Bacaan:
● ● ●

Selain itu, mereka juga perlu menyesuaikan diri dengan gaya dan kultur sepak bola Indonesia yang berbeda dibandingkan dengan negara tempat mereka tumbuh besar. Kontra pun hadir seiring kecaman terhadap ”jalan pintas” federasi untuk mengejar prestasi dibandingkan menguatkan program pembinaan. Anggapan mencederai latar belakang pendirian PSSI sebagai organisasi perjuangan melawan kolonialisme juga mengemuka.
Rojil NB Aji, sejarawan Universitas Negeri Surabaya, menilai, program naturalisasi saat ini memiliki konteks ruang dan waktu yang berbeda dengan kondisi sepak bola di era kolonial. Pada masa kolonial, lanjutnya, sepak bola menjadi ajang perlawanan karena diskriminasi orang-orang kolonial Belanda terhadap bumiputera, sedangkan saat ini tidak perlu lagi sikap itu. Alhasil, naturalisasi itu tidak bisa disimpulkan menyalahi spirit PSSI sebagai alat perjuangan bangsa.
Setelah Indonesia merdeka, tambahnya, sepak bola menjadi alat perjuangan meneguhkan kedaulatan dan eksistensi di dunia internasional. Selain itu, seiring perkembangan zaman, konsep nasionalisme pun kian dinamis seiring mobilitas masyarakat yang melintasi batas.

● ● ●

Data Tercatat:

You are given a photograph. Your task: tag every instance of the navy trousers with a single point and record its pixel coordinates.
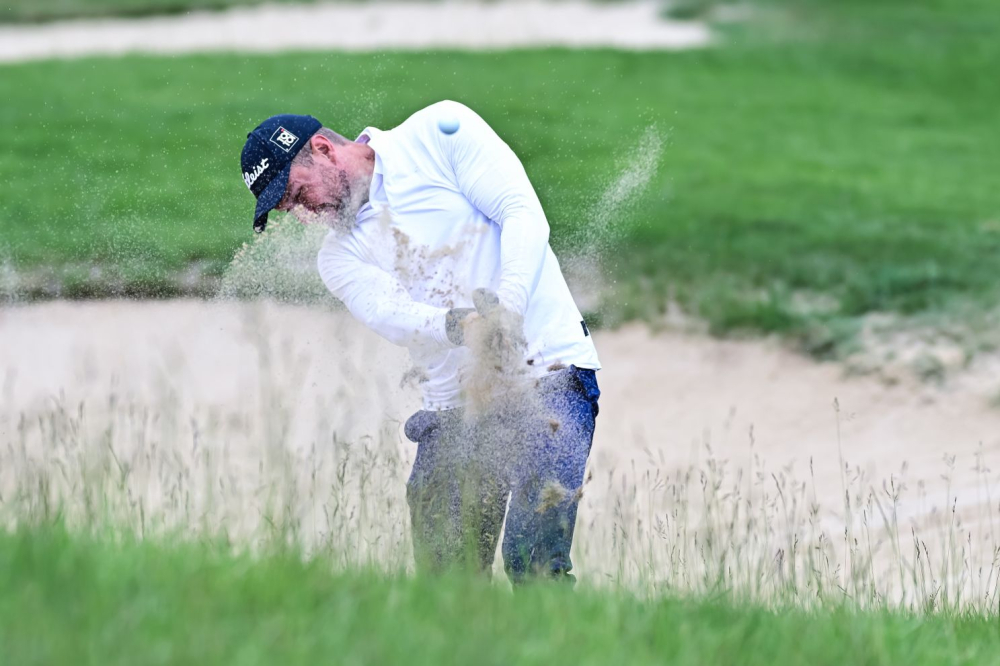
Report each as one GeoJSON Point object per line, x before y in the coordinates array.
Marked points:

● ● ●

Tujuan: Dalam bacaan tentang naturalisasi pemain sepak bola, siapakah Rojil NB Aji? Baris-baris data di atas tidak diperlukan.

Jawaban: Sejarawan Universitas Negeri Surabaya.